- _PROBLEM STATEMENT_
Retype every one of the entries below word for word, leaving out the pictures.

[Excerpts from location labeling data]
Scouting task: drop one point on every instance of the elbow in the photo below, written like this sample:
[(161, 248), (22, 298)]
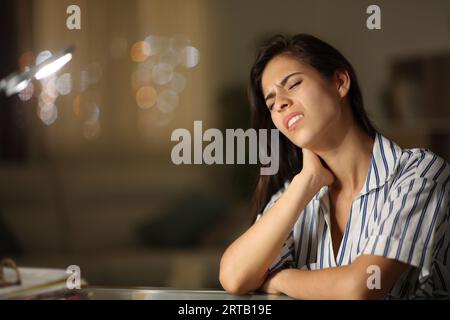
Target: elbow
[(358, 290), (231, 283)]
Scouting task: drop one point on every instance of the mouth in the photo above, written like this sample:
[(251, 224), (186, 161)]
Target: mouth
[(292, 120)]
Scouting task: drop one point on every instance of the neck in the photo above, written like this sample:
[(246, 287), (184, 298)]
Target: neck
[(348, 156)]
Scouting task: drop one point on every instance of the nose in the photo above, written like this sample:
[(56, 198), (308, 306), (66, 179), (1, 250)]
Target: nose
[(282, 102)]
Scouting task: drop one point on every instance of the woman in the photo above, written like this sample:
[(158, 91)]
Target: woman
[(349, 215)]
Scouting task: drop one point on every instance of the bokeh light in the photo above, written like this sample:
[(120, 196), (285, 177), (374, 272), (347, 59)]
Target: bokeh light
[(118, 47), (27, 93), (140, 51)]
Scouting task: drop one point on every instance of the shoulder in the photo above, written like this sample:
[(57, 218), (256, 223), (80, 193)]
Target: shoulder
[(421, 164), (275, 197)]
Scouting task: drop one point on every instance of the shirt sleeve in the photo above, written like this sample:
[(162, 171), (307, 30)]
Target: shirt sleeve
[(285, 258), (413, 220)]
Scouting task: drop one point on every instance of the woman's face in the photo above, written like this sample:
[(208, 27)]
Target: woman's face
[(303, 105)]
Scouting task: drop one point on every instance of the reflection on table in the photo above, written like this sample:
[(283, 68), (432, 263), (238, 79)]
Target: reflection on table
[(107, 293)]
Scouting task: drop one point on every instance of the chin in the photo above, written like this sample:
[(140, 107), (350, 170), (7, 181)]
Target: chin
[(302, 139)]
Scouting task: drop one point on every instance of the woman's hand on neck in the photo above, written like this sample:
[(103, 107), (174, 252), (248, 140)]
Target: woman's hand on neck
[(348, 156)]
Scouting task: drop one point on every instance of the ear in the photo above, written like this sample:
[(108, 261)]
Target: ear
[(342, 80)]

- _EXERCISE SOLUTION_
Scouting task: drop one point on every instance of the elbow in the photo below, written like this sample:
[(161, 248), (22, 298)]
Target: elbow
[(358, 290), (231, 283)]
Scouting task: drop one point on every instance of the mouth in the photo above, written like this sample:
[(251, 224), (186, 161)]
Target: mouth
[(292, 120)]
Scouting task: drop one point on every instance of the neck in the photo above, written like this sample:
[(246, 287), (184, 298)]
Target: neck
[(348, 156)]
Scouting task: drop one point on every instance of the nose in the photo above, written like this sample:
[(56, 198), (308, 306), (66, 179), (1, 250)]
Target: nose
[(282, 102)]
Scouting task: drop one point on every instance of the woman in the photo above, written like this sample:
[(158, 91)]
Target: woman
[(349, 215)]
Scouting task: drop one point on every instance of the bokeh light in the photo above, written like this sample:
[(120, 196), (285, 177), (374, 272), (347, 59)]
Target: bokeh light
[(118, 47), (27, 93), (140, 51)]
Scouting task: drop one point on every instance of the shoulder in the photo above, written like this sample:
[(57, 218), (256, 223), (80, 193)]
Target: shoulder
[(421, 164), (275, 197)]
Scouting task: drop one point on every instance of the shirt sleeve in the photo above, written like this sample:
[(162, 171), (307, 30)]
Target: shirt sleeve
[(285, 258), (413, 220)]
Scouting task: drop one point on every instance of the woman's face in the photo above, written like this sample:
[(208, 27)]
Target: woman's face
[(303, 105)]
Scouting task: drop one point on every instance of the reflection on table in the photo above, written like this sample:
[(283, 68), (432, 263), (238, 79)]
Target: reflection on table
[(107, 293)]
Scouting task: drop one point on every instance of the chin in the photo above, written like this sample:
[(140, 107), (350, 170), (7, 181)]
Target: chin
[(302, 139)]
Scouting task: drop one point on every instance of the woman's hand on neck in the photo above, written like this sample:
[(103, 107), (174, 252), (248, 140)]
Target: woman's hand on neck
[(348, 156)]
Scouting task: drop one point on every instance of the ear in the photo above, written like this sample:
[(108, 261)]
Target: ear
[(342, 80)]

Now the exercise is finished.